[Source material]

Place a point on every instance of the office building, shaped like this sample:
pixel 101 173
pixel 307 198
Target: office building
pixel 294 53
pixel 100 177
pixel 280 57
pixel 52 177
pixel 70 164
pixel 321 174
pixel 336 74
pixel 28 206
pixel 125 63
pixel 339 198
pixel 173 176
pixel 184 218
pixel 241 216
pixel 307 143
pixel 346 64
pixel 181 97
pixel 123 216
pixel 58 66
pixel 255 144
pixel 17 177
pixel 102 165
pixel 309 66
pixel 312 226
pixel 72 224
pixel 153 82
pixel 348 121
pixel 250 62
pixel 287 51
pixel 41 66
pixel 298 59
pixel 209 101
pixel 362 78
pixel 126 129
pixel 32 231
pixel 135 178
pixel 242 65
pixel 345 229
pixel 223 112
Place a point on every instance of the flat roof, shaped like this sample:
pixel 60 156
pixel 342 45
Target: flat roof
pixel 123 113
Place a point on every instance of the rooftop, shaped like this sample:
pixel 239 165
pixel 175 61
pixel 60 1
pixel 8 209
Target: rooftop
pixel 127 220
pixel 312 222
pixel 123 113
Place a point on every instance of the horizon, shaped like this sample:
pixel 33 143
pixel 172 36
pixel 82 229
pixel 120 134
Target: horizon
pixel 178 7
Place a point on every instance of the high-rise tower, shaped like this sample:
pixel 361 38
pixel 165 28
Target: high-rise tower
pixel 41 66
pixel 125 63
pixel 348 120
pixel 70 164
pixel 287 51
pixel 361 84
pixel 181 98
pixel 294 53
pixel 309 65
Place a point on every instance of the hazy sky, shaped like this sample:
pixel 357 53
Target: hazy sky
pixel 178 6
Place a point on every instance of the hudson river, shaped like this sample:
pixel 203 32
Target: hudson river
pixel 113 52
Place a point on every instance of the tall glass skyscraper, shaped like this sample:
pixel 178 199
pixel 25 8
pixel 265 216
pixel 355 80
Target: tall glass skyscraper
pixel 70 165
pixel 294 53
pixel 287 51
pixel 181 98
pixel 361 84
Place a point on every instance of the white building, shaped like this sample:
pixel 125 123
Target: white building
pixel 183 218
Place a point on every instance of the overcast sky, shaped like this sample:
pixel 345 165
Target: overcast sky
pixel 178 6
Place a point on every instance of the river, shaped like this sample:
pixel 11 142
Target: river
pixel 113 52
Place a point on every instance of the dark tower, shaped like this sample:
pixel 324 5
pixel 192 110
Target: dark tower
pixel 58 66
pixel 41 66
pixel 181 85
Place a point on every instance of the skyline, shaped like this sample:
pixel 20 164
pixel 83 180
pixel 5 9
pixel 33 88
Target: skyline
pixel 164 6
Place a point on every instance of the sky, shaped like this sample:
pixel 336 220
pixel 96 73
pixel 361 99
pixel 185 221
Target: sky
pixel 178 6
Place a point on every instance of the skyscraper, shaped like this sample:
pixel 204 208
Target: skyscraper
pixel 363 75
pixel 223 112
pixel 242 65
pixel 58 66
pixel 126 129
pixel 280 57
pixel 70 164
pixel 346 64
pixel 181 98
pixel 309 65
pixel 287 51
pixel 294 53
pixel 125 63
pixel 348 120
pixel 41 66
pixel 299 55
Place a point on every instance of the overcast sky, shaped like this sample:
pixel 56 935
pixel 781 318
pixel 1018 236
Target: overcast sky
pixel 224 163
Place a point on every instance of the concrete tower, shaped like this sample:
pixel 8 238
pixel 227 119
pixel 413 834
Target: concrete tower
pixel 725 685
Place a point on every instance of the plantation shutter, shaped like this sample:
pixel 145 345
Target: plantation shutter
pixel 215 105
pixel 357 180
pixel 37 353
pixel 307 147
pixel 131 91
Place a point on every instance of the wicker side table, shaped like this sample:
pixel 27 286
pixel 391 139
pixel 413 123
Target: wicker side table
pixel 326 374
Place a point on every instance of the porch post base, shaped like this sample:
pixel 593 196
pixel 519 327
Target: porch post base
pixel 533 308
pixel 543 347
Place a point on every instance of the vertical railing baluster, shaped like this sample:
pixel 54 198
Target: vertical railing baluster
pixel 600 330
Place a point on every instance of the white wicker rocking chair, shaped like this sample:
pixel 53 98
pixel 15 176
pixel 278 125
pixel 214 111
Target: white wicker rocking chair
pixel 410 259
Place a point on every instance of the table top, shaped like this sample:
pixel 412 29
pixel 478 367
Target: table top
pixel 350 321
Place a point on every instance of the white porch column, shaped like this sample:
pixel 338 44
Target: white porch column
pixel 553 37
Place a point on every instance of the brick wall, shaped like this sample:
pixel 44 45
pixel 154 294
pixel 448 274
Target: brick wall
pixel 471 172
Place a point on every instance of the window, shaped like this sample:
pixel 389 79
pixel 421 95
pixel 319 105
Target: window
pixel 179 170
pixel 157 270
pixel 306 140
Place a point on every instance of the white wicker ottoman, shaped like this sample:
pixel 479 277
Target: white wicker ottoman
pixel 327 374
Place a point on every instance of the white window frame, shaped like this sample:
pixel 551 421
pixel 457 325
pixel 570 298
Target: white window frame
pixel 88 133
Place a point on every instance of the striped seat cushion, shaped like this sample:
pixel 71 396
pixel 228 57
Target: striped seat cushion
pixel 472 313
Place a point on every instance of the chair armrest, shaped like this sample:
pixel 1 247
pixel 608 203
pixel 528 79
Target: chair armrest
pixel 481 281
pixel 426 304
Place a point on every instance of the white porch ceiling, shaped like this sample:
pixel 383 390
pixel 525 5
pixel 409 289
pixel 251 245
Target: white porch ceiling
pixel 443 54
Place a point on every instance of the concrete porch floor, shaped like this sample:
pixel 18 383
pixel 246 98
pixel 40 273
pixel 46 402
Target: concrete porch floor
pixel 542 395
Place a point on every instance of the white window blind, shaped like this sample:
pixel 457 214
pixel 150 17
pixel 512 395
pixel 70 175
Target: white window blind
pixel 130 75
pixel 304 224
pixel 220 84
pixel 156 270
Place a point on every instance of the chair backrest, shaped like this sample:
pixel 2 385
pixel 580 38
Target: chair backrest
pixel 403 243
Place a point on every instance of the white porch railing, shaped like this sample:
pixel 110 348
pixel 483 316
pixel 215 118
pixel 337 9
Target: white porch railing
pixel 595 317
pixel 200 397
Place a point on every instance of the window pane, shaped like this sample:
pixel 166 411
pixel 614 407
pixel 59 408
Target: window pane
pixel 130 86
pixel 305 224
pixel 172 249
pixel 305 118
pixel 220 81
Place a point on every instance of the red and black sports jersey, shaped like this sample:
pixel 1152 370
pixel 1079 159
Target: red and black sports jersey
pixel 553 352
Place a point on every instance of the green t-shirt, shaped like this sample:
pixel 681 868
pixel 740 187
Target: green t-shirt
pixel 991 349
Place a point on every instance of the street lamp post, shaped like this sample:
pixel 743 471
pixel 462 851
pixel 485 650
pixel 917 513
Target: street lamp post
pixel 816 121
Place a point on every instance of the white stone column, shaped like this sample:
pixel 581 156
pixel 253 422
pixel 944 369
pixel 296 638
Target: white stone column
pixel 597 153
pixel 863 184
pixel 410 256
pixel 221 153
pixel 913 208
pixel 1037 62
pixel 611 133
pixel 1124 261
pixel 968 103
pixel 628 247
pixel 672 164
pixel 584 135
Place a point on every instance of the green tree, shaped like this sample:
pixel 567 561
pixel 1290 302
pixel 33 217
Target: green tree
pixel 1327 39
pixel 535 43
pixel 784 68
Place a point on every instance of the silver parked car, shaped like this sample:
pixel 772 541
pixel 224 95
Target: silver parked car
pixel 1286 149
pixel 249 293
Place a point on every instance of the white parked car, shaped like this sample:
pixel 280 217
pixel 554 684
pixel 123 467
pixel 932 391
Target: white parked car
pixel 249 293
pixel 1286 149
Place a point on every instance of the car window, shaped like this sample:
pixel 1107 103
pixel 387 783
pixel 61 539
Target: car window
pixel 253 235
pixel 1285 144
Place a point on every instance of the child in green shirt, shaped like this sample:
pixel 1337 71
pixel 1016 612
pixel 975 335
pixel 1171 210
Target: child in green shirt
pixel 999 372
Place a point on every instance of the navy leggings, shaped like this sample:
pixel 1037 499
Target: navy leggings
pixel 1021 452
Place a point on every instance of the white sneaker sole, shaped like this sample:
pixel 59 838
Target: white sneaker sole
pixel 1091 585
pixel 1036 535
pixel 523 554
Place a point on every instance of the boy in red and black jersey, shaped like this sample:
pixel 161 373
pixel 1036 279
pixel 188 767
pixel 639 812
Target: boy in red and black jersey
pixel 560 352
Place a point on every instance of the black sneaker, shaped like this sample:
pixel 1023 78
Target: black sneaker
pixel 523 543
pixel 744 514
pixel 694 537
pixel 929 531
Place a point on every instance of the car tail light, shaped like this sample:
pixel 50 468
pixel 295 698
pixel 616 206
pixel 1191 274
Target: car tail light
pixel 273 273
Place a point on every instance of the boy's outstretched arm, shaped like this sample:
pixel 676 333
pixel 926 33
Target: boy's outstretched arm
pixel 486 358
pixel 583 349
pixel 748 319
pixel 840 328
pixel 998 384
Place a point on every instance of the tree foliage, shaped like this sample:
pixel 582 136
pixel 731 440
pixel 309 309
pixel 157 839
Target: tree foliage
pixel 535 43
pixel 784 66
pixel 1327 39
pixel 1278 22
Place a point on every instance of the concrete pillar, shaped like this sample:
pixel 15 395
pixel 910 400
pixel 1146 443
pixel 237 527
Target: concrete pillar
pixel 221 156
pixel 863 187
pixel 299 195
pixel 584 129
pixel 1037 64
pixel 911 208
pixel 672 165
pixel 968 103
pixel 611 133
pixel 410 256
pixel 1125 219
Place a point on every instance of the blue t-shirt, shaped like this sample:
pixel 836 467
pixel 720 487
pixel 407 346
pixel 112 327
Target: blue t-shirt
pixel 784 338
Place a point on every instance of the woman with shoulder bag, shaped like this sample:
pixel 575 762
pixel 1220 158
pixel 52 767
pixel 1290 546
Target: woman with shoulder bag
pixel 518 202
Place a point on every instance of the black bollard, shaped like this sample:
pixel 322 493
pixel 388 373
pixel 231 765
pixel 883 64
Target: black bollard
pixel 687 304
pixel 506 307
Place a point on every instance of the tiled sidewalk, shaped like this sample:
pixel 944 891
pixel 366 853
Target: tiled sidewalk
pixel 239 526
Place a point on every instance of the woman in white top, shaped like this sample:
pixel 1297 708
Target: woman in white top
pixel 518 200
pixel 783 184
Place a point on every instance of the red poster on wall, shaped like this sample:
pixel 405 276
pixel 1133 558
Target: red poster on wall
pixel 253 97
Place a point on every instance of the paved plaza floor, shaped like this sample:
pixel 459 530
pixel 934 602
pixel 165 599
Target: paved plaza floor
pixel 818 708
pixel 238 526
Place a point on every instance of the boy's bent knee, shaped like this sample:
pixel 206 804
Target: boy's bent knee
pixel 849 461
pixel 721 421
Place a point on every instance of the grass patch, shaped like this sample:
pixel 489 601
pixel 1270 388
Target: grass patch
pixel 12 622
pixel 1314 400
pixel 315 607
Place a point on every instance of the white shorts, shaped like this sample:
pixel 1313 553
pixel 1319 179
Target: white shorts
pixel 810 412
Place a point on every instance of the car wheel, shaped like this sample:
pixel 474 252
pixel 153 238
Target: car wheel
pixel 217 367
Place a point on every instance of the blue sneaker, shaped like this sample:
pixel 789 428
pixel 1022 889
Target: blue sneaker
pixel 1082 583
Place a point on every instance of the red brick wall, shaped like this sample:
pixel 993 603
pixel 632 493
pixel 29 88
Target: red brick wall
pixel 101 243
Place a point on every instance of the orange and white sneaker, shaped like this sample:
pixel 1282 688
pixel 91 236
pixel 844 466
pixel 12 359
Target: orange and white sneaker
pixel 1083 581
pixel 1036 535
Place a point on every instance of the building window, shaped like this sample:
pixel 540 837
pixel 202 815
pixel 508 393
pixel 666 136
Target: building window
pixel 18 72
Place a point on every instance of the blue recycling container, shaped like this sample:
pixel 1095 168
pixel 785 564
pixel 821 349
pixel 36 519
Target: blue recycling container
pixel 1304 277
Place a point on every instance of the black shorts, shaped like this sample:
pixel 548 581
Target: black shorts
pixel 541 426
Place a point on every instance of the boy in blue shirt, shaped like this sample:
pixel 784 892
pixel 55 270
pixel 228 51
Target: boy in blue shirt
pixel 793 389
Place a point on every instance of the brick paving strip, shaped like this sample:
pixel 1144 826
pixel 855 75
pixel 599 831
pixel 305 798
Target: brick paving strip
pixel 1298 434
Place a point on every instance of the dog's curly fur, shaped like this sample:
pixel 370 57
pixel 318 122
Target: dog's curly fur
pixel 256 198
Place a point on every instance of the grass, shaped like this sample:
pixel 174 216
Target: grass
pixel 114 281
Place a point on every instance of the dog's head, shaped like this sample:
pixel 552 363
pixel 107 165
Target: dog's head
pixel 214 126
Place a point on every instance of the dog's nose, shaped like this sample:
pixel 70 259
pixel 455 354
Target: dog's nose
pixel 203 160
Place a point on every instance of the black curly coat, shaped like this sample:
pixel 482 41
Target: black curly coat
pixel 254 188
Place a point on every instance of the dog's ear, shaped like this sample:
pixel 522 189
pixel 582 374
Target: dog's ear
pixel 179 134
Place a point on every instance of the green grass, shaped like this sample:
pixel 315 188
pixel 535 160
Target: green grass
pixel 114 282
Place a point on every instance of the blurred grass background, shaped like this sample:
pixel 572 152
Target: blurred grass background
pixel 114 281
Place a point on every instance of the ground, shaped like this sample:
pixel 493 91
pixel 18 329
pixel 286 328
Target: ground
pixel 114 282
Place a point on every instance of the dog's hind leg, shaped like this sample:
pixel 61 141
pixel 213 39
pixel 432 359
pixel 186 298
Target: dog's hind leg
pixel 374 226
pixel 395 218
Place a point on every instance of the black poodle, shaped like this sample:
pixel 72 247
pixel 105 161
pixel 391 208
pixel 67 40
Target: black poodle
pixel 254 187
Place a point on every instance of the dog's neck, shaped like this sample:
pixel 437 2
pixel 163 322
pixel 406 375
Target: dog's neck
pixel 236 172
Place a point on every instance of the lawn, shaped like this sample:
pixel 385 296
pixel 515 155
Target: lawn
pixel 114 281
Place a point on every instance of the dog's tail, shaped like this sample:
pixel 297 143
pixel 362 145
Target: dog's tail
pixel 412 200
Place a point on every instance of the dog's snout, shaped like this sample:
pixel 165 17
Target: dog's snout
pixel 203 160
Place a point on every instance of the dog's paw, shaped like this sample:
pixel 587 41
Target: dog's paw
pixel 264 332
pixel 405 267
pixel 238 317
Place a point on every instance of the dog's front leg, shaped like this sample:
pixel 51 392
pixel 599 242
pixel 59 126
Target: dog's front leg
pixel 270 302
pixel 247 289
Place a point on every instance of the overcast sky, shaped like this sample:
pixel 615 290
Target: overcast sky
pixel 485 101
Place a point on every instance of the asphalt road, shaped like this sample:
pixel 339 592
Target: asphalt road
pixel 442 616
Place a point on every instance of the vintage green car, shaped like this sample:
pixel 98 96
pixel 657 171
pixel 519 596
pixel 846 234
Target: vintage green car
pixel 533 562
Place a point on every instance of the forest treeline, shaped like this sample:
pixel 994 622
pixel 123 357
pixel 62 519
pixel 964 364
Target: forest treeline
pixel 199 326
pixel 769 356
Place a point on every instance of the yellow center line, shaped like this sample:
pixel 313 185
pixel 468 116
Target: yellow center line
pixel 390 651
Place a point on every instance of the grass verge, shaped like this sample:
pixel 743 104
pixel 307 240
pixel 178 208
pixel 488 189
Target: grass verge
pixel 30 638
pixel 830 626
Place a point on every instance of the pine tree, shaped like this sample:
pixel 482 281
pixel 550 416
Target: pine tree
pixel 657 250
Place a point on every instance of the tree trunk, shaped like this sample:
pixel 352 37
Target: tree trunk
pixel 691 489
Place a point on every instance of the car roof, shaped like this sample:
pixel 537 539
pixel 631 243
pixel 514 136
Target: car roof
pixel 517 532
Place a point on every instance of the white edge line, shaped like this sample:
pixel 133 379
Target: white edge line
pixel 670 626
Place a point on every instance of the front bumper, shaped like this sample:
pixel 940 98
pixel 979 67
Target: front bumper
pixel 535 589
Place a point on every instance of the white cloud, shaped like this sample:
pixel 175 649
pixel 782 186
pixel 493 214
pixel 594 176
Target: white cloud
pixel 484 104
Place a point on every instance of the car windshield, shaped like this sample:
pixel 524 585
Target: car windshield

[/Source material]

> [Exercise objective]:
Looking at the entries above, work out how many lines contain the word "windshield", then reply with only that figure.

> [Answer section]:
2